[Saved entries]
--------

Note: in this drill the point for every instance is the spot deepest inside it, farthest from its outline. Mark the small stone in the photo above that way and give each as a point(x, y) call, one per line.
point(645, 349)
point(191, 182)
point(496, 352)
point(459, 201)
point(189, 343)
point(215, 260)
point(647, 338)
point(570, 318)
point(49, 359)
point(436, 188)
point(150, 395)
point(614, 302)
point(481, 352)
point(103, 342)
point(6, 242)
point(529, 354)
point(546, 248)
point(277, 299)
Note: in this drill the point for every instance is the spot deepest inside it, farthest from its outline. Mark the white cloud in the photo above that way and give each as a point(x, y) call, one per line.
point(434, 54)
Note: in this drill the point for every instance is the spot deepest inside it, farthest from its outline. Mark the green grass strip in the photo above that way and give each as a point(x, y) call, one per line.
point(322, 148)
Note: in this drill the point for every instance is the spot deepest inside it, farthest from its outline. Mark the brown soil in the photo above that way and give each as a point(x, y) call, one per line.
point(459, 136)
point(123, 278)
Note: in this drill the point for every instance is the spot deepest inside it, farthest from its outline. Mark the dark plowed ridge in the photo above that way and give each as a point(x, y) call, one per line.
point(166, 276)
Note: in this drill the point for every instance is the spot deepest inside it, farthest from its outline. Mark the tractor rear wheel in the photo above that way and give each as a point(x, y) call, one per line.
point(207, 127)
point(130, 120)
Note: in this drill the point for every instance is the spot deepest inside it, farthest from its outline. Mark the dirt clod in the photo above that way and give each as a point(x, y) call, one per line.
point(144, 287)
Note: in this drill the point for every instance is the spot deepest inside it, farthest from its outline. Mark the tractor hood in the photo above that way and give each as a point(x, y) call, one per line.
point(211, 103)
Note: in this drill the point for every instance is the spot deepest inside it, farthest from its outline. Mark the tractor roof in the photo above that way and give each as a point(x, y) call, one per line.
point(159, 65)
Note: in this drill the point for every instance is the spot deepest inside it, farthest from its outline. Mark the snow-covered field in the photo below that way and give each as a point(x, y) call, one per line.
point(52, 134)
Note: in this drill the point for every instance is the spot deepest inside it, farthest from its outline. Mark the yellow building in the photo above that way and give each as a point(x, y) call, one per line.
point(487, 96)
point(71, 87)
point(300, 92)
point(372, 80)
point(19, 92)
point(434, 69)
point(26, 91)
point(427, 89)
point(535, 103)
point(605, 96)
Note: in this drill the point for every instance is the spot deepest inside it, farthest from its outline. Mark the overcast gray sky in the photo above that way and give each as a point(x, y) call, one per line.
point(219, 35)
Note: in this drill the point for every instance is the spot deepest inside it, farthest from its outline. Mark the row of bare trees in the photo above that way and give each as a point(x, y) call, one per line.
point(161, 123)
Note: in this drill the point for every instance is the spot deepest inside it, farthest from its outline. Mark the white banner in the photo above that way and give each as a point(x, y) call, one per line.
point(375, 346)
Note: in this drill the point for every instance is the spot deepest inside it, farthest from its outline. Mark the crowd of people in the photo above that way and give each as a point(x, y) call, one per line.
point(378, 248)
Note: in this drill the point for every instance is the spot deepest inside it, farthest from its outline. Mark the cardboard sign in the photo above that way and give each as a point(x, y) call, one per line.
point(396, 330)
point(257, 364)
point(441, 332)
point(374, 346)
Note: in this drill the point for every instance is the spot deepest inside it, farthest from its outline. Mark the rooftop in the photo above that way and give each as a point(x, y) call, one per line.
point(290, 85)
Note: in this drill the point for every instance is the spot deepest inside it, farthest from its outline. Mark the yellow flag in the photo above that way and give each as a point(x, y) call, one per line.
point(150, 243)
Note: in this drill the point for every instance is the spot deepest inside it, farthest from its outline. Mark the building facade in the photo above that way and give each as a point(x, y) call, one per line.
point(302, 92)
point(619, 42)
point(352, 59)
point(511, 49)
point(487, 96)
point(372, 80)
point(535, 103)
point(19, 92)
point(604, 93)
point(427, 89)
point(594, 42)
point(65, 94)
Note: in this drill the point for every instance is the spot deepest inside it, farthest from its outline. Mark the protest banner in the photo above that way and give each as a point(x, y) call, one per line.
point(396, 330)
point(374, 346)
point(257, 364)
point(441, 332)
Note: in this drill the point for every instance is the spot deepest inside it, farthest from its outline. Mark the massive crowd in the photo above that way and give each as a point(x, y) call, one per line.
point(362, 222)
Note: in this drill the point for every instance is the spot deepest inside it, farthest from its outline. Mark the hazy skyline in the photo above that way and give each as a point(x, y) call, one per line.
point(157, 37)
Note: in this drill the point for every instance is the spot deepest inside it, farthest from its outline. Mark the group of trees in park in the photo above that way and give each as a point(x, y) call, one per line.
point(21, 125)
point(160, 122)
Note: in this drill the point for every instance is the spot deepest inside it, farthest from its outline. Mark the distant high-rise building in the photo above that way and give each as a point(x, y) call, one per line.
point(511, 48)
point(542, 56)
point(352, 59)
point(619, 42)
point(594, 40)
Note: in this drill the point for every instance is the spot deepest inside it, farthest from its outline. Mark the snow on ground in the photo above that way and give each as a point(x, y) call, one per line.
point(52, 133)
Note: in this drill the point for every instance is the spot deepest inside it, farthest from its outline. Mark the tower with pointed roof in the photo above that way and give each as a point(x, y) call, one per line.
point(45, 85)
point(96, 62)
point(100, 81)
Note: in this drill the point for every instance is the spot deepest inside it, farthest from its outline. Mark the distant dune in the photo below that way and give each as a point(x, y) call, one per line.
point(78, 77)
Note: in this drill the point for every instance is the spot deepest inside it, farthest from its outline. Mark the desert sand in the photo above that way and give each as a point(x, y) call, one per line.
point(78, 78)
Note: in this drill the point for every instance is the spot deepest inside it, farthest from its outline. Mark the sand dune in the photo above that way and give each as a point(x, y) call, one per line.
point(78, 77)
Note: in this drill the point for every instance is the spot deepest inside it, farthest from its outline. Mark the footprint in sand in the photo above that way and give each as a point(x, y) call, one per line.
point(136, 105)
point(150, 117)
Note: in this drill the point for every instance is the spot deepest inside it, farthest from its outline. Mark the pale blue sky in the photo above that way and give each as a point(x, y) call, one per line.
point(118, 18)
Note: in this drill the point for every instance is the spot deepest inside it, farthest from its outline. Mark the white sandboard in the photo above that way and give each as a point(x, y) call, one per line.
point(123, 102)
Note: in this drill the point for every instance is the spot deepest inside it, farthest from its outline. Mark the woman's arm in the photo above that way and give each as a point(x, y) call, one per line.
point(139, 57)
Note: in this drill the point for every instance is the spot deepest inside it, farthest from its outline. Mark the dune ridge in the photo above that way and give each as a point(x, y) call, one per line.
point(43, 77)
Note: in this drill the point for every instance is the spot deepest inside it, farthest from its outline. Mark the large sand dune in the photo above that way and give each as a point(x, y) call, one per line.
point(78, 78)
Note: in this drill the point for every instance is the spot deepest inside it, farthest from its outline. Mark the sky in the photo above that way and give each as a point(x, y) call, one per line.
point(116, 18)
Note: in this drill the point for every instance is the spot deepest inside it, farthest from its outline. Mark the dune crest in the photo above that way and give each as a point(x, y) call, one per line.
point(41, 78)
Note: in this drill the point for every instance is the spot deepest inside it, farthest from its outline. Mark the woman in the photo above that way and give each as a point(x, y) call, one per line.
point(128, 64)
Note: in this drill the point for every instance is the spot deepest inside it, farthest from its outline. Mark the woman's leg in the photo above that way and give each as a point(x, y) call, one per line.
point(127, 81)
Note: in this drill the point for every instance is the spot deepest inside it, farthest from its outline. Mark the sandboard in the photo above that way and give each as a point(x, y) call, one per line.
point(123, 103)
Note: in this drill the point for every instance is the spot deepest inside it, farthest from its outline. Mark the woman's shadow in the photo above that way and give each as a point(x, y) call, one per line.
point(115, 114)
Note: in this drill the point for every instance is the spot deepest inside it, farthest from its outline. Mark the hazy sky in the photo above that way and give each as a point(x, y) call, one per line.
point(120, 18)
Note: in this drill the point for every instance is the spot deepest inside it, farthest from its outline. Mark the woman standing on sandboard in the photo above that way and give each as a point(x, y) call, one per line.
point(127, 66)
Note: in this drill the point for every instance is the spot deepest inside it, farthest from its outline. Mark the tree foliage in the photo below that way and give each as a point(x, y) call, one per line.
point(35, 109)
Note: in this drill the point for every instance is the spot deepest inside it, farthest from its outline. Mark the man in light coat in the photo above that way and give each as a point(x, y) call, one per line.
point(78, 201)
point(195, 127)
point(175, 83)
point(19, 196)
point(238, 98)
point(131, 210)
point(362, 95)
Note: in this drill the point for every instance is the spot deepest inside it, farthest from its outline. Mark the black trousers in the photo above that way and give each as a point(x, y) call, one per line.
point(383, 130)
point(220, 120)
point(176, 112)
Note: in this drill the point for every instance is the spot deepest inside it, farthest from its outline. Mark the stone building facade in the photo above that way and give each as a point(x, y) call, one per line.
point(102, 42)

--------

**What this task involves:** Set down only the lines from the line with "Mark the stone" through the last line of the data above, keeping both the first and the last.

**Task result:**
Note: in this drill the point for every instance is the spot deepest inside it, farthest from its outline. Mark the stone building facade in the photo above that way and give each as a point(x, y) call, one per line.
point(102, 42)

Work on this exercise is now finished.